## ABOUT THIS EXERCISE
From the material below, copy every line in which the word "stone" occurs.

## DATASET

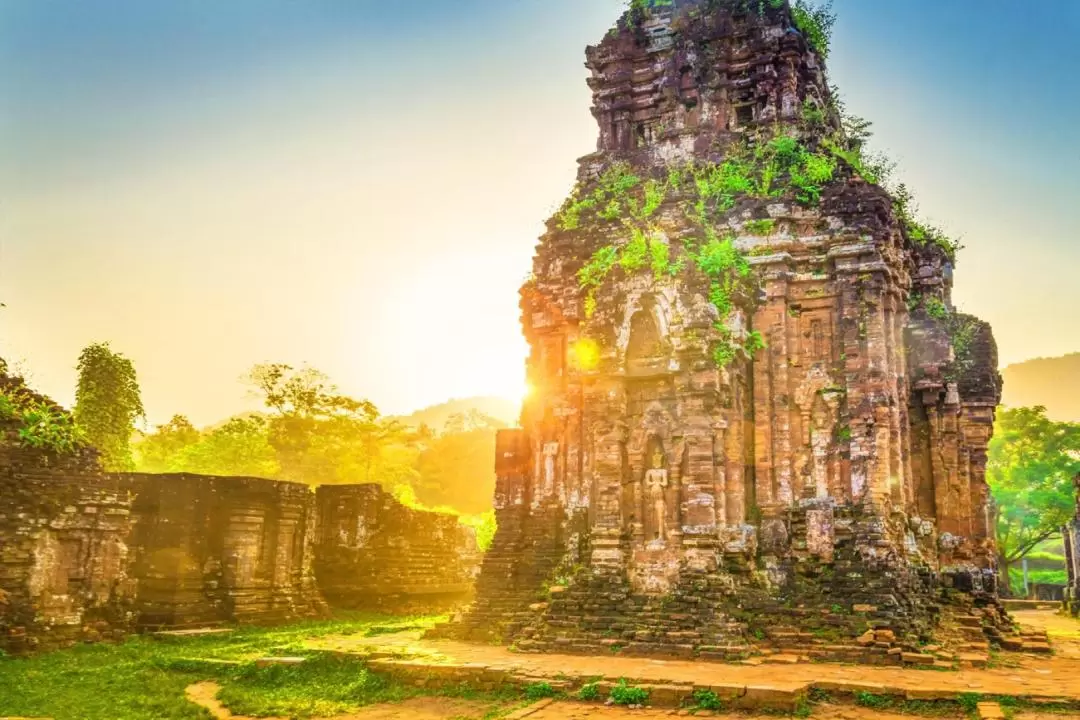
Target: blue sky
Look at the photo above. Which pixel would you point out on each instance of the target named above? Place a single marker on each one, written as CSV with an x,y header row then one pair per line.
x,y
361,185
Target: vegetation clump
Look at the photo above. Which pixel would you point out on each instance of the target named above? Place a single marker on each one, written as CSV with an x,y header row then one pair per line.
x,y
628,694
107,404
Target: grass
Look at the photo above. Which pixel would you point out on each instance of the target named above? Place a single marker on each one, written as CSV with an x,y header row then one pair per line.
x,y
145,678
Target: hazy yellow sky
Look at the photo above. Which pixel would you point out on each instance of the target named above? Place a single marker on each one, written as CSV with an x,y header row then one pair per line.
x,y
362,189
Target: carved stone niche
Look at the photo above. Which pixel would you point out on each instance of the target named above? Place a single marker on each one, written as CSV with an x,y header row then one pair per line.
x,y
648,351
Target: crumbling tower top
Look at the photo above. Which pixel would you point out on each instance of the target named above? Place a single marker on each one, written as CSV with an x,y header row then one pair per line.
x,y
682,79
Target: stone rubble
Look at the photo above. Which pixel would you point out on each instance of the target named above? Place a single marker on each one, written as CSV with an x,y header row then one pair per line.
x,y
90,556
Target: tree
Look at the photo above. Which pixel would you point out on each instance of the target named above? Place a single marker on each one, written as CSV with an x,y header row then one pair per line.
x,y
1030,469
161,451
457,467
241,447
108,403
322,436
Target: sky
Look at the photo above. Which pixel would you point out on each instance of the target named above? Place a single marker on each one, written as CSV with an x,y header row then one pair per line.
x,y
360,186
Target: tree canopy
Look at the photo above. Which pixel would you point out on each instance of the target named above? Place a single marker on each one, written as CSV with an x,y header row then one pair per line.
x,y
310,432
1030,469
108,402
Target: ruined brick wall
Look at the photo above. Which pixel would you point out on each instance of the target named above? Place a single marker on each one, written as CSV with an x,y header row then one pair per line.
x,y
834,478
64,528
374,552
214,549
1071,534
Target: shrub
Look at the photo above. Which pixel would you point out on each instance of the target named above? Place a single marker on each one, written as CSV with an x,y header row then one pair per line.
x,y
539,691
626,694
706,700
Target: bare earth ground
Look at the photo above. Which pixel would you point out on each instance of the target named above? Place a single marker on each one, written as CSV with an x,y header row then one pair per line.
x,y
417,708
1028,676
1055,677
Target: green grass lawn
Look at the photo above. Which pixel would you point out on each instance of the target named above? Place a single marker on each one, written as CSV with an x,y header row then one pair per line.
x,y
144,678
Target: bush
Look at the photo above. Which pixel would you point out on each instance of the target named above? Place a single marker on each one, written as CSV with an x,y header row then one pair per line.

## ANSWER SPACE
Target: carved stone niche
Target: stone rubble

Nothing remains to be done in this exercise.